**PROBLEM TO WORK ON:** Copy only this range: the line with "Could you point to the bay" through the final line of the material, inclusive at both ends.

— Start —

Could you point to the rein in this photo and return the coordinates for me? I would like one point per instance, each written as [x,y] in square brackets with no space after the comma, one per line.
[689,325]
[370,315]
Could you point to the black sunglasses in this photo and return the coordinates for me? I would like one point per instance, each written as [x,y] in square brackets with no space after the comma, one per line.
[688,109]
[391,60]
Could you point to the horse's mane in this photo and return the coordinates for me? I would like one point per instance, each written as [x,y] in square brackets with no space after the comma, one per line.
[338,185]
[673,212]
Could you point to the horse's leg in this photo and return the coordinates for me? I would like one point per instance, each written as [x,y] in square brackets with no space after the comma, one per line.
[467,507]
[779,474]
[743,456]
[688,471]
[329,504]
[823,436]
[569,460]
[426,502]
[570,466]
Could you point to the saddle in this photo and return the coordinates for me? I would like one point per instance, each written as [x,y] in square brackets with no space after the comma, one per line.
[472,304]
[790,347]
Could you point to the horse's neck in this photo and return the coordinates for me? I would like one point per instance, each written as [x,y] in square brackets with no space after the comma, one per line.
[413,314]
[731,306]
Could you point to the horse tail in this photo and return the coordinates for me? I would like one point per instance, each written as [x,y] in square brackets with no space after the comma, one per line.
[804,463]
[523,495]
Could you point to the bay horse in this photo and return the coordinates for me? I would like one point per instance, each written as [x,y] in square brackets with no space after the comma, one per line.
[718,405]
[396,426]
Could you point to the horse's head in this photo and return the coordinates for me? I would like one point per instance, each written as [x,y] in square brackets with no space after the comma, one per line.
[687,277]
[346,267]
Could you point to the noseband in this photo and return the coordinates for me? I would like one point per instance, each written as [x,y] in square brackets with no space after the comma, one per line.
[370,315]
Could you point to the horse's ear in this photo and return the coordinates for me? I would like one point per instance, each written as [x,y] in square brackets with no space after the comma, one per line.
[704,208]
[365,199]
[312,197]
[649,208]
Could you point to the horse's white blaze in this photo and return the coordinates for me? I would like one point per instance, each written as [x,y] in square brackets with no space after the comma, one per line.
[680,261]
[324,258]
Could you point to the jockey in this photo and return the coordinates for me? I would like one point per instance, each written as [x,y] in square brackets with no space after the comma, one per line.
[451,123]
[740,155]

— End —

**RESULT:**
Could you point to the bay horse in this photo and return the coordinates for me? I would like one point per instance, each written as [x,y] in square brackets with no space after the comma, one per line.
[718,405]
[396,426]
Could you point to the horse's head in this photo and return the coordinates for me? I would like one point per instance, each written as [x,y] in square brackets with no space after the comma, one per line.
[687,277]
[346,267]
Could you point to the noseband in this photo and return the coordinates for me? I would like one point per instance, each written as [x,y] in square brackets with no space after the comma, one per line.
[370,315]
Could you point to the horse's ear in this photo and return the coordinates for me? I would like one point per instance, each written as [x,y] in square brackets with no space after the comma, one per line.
[704,208]
[365,199]
[312,197]
[649,208]
Could you point to the horse's white blaze in this photo and return the coordinates for me? I would like one point per instance, each written as [x,y] in square brackets with no space after the comma, one per line.
[680,261]
[324,258]
Could you point to the jockey in this photo and return the coordinates for me? I would like one point per instance, each written as [x,y] in square brackets with no space after the comma, one per line.
[451,123]
[740,155]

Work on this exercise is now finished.